Short task: Copy every line from the one that has "like [674, 245]." through the one that has "[1148, 782]", and raise each coordinate by 91 in the bracketed points that stand alone on their own lines. Leave all other lines unchanged.

[Data listing]
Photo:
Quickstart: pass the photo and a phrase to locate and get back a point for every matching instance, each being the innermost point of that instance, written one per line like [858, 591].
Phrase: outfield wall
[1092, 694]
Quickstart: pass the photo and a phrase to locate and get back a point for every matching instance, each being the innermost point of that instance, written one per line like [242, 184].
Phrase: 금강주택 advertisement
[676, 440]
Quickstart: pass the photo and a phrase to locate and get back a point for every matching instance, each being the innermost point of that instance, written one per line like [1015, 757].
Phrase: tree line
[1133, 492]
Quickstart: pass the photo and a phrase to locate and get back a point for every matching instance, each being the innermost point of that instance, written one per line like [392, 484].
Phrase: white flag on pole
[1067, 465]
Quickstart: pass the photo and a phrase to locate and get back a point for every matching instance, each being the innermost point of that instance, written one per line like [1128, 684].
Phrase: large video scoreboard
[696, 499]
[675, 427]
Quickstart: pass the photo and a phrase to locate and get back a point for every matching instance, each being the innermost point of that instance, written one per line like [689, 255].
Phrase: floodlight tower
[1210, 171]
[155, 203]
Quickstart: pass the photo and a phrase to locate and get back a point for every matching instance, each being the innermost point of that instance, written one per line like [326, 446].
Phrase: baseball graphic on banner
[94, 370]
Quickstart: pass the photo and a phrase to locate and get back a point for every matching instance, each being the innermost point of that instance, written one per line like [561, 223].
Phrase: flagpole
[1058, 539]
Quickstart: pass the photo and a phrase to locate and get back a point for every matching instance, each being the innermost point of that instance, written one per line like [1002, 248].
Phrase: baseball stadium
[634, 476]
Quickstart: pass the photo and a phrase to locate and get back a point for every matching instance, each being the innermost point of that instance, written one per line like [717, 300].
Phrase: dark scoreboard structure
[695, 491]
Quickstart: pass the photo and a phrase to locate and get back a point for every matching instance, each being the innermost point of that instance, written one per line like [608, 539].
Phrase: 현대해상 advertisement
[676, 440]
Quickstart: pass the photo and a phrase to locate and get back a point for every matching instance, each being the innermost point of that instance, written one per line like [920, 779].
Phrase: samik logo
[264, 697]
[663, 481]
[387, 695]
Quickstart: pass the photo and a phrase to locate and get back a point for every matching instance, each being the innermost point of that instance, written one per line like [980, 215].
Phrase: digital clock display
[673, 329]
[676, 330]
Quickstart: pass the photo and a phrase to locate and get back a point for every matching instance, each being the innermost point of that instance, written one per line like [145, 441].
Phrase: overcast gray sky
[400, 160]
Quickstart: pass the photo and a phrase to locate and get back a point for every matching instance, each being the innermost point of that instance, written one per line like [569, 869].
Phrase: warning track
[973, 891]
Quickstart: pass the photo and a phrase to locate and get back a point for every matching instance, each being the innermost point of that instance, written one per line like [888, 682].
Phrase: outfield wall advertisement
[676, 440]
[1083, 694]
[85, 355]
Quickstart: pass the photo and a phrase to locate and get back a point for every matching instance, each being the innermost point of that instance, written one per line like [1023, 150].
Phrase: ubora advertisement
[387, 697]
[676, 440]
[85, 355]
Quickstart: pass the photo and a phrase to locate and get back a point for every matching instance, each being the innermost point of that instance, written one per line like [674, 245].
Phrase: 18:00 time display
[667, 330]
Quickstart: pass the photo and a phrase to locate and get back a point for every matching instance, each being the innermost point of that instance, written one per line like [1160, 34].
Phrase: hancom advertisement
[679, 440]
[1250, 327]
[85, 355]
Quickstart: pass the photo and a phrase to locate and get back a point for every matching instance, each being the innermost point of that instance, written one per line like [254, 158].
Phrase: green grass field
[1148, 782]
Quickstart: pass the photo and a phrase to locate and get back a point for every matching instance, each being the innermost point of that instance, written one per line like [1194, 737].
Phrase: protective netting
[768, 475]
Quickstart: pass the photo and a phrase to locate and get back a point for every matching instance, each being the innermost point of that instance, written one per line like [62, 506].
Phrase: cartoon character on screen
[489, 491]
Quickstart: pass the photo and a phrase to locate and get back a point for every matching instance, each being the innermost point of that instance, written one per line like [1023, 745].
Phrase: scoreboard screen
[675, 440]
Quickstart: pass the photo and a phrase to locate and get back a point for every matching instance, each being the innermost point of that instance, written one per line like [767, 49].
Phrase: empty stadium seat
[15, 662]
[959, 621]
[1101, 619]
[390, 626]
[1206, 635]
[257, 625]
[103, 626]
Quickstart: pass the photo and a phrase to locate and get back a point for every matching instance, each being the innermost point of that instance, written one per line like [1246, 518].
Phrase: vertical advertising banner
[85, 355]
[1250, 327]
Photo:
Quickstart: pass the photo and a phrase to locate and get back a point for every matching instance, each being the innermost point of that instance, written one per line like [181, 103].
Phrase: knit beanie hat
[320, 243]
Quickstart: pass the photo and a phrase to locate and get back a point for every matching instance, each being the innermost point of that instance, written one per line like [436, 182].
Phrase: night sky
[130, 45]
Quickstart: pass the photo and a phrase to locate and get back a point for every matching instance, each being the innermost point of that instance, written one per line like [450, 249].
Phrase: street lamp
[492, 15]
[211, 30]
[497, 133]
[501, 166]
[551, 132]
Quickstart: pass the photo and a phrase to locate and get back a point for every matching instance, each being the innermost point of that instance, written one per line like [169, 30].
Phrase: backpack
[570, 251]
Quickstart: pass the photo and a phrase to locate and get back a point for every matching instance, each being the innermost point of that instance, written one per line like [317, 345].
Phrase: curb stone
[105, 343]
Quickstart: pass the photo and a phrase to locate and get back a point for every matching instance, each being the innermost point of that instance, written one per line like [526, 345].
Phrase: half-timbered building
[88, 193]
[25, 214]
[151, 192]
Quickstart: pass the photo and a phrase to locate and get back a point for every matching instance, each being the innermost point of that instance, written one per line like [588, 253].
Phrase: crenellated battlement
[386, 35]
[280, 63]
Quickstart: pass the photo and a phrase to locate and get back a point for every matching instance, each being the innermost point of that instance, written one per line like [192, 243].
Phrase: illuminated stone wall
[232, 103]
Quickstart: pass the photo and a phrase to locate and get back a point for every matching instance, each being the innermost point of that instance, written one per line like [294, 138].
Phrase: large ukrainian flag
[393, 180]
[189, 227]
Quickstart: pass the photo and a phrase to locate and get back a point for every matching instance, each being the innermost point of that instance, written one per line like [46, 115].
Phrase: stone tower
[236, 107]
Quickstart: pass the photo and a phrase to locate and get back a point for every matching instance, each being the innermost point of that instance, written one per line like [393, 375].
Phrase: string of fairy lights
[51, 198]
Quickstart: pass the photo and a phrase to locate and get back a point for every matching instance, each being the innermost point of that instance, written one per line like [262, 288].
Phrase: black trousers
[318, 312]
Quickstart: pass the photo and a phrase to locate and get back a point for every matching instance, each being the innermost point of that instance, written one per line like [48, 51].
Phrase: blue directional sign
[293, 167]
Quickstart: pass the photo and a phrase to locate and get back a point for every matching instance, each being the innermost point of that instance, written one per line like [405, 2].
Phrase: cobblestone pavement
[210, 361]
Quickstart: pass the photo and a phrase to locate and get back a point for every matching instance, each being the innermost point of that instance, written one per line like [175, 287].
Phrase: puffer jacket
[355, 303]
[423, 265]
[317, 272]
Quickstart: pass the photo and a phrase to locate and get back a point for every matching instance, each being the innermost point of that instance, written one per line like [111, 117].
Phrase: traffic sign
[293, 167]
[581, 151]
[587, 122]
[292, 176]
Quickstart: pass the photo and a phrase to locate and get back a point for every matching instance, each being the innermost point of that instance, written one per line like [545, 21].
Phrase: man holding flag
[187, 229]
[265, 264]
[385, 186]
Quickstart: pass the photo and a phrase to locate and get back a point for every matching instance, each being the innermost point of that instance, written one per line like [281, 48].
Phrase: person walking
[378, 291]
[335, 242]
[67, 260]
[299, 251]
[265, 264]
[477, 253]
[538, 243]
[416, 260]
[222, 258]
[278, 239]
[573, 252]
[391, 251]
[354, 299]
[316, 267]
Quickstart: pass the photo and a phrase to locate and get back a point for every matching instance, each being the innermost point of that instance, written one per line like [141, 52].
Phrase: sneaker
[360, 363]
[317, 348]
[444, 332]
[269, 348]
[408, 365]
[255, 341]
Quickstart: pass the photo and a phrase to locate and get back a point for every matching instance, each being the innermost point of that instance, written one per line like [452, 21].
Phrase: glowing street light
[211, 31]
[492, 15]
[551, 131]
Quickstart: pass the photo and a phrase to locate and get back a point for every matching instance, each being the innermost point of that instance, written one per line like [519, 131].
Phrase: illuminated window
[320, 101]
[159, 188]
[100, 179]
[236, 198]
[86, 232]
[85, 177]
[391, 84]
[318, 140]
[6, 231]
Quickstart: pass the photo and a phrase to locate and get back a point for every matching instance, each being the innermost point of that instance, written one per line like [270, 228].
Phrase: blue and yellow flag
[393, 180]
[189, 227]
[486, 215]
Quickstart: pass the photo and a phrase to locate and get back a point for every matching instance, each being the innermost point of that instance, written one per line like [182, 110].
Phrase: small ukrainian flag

Solution for this problem:
Quickstart: pass the photo and a phrase to locate and get back a point for every matching instance, each being the innermost point of that instance, written one per line like [674, 245].
Phrase: 18:00 time display
[758, 421]
Quickstart: pass the photo and a phrase to locate and get back a point for every matching instance, each being the innermost point of that instance, written one per line like [1160, 34].
Phrase: hancom advertisement
[770, 531]
[1341, 418]
[176, 446]
Quickstart: pass the photo and a phrase to locate and get back a point for every matching instance, each being the innermost point of that instance, written one per line like [254, 158].
Phrase: green grass field
[1239, 873]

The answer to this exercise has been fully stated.